→ **DATA ENTRIES**:

--- start ---

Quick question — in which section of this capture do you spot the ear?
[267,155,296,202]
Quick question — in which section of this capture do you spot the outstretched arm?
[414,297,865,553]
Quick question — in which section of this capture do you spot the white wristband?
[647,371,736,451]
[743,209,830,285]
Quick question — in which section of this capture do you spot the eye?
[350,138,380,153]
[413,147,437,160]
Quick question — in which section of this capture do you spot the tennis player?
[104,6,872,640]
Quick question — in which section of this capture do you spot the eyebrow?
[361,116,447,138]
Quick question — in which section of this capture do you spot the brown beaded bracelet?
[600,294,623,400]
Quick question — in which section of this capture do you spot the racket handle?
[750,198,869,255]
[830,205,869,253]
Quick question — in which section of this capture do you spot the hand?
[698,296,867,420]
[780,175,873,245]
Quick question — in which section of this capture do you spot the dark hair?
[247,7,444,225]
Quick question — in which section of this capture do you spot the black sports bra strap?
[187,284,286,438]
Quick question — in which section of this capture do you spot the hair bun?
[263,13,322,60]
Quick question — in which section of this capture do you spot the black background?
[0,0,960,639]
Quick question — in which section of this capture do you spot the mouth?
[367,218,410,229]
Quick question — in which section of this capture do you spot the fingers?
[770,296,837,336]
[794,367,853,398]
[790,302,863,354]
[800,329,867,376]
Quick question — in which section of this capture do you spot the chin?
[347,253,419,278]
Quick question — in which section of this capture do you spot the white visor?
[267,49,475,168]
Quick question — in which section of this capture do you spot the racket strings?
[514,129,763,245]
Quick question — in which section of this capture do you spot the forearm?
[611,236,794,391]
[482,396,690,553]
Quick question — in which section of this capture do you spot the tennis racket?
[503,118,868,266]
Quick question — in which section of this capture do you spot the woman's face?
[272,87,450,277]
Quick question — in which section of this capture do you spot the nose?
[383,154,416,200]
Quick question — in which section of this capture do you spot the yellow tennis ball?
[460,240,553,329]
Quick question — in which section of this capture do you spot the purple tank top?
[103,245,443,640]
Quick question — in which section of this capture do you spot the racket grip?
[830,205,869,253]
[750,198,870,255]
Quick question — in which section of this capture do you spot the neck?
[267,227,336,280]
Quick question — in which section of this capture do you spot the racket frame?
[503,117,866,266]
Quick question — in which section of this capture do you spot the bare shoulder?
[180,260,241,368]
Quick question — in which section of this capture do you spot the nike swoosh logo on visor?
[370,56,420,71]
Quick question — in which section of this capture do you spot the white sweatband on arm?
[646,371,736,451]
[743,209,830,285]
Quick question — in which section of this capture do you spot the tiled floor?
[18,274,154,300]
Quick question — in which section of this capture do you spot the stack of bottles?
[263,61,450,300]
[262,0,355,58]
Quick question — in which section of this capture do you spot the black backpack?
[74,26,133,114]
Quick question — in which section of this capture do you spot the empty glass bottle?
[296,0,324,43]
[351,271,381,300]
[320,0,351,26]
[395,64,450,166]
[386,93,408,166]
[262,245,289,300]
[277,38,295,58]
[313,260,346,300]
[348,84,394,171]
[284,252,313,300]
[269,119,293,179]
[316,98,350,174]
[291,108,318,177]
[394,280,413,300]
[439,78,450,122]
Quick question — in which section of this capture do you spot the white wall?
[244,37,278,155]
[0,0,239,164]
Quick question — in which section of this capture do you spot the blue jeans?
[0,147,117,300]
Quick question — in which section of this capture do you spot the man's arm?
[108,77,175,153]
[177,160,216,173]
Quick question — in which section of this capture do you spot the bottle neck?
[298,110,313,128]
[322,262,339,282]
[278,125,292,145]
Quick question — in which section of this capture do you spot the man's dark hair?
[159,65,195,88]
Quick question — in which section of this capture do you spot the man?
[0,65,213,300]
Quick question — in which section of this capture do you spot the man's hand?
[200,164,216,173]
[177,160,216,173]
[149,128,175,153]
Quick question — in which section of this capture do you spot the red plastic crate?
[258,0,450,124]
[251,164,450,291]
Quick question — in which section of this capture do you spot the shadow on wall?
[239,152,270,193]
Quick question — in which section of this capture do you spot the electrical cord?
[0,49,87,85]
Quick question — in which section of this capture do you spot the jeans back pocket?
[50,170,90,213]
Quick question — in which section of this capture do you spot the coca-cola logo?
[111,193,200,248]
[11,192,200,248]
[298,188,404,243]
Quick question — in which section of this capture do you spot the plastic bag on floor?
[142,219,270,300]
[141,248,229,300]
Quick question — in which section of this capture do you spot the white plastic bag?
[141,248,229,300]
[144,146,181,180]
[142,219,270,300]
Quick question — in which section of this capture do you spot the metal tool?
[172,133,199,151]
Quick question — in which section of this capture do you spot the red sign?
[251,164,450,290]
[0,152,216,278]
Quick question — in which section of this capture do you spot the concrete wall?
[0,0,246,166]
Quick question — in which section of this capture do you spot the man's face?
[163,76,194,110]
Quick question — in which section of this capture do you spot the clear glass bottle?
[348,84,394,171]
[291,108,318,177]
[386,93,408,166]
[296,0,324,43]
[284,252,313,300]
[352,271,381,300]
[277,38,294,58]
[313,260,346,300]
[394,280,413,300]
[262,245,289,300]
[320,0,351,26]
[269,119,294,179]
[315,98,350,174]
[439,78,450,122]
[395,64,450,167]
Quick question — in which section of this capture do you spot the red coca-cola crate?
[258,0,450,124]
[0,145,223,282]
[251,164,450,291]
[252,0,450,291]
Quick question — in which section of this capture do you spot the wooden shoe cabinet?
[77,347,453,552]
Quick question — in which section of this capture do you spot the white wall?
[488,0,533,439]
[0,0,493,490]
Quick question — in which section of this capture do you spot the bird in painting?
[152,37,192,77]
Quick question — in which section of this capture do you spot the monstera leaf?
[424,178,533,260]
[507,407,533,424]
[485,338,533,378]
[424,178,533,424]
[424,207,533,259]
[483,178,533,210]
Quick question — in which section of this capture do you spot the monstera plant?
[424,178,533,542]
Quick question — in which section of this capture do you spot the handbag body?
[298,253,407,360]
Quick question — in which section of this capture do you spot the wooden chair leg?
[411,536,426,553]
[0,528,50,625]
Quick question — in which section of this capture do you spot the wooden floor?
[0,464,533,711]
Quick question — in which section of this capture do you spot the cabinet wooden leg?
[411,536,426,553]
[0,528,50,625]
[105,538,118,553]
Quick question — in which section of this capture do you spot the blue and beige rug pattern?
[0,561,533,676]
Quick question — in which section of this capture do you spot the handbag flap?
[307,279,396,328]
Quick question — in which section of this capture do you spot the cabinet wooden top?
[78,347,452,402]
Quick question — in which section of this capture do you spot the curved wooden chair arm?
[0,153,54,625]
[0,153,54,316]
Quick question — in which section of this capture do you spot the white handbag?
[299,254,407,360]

--- end ---
--- start ---

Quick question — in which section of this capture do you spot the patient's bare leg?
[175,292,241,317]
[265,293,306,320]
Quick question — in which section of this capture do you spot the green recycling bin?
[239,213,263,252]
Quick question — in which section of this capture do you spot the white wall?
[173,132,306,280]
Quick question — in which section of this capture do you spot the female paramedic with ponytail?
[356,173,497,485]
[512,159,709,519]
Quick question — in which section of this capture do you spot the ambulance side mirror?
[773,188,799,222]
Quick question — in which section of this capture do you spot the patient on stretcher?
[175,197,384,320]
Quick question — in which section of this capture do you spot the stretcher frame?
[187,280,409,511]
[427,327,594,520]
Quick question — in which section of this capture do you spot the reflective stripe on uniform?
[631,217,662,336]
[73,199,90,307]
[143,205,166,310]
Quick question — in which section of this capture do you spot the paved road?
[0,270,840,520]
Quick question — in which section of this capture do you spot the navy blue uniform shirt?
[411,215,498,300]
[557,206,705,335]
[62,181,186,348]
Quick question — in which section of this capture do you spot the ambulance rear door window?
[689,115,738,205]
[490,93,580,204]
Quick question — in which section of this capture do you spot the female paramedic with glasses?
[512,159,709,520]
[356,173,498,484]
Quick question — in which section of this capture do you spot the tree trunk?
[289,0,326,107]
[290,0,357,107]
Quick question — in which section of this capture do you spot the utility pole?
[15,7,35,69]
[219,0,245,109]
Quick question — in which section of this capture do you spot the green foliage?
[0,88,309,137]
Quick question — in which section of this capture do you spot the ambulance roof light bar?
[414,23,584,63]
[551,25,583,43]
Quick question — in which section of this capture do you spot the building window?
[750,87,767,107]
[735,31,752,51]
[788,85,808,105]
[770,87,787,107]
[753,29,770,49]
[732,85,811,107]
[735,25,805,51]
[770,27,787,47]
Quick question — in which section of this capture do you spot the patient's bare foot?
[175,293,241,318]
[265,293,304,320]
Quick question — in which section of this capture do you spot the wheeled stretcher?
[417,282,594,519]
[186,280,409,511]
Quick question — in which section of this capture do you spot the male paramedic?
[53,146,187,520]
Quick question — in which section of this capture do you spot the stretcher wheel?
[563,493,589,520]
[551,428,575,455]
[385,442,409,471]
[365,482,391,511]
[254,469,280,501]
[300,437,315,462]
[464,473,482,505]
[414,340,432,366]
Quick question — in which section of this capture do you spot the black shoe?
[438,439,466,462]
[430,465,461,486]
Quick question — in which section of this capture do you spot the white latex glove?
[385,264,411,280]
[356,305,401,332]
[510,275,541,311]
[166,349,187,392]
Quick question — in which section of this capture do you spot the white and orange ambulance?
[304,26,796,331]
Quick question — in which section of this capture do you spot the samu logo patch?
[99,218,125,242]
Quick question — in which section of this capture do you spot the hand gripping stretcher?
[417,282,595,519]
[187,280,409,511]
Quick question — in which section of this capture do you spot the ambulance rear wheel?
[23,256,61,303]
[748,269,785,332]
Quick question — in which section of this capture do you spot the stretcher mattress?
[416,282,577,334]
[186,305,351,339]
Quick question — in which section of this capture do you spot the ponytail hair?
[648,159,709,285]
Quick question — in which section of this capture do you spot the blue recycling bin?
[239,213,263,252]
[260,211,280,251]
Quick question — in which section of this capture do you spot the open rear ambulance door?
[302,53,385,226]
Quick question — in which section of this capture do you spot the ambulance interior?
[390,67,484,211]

--- end ---

→ **THE EXERCISE**: Rescale the listing between the lines holding "spot the ear?" and "[503,118,868,266]", inclusive, by writing out every one of those lines again, requests included. Multiply each bounding-box coordinate in the answers by 0.35 and round it to a whole number, with halves going up.

→ **ANSWER**:
Quick question — in which section of this capture do you spot the ear?
[93,54,104,71]
Quick question — in which section of this capture do you spot the outstretched arm?
[145,104,303,194]
Quick question — in which section of this capture do you spot the white wristband?
[226,130,258,158]
[260,73,291,100]
Quick question — in which section of this capture do you spot the eye?
[123,48,133,54]
[145,51,153,56]
Quick question — in which section of this capture do you spot the tennis player?
[36,2,305,224]
Quick question — in which section of this capture do you spot the eyebrow?
[126,41,156,48]
Quick question — in which section of this capture do you spot the brown beaded bracelet?
[210,103,218,140]
Quick question — in which section of this capture do you spot the racket handle?
[263,69,304,89]
[291,72,304,89]
Quick question — in which section of this capture do you spot the hand?
[244,104,303,147]
[273,61,306,86]
Quick question — in which section of this capture do you spot the dark hair?
[86,2,155,79]
Quick question — in which section of this capture do you spot the black sports bra strap?
[65,99,100,153]
Quick question — in which section of this capture do you spot the hair bun?
[92,5,113,21]
Quick question — in which section of this capture do you spot the black background?
[0,0,336,224]
Quick question — in which section of this capture do you spot the mouth?
[128,76,144,80]
Quick question — in which section of this capture do you spot the fingers?
[270,104,293,118]
[278,128,299,139]
[277,106,302,124]
[280,115,303,132]
Quick question — in which section of this capture do you spot the chin?
[121,89,147,97]
Quick question — in which section of this capture do you spot the white visor?
[93,17,166,59]
Quick question — in which section of this capture do you spot the racket strings?
[180,45,267,86]
Quick question — in which section of this capture do you spot the forearm?
[214,83,278,137]
[169,139,242,194]
Quick question — in which section of this capture do you spot the tennis racket?
[176,41,304,93]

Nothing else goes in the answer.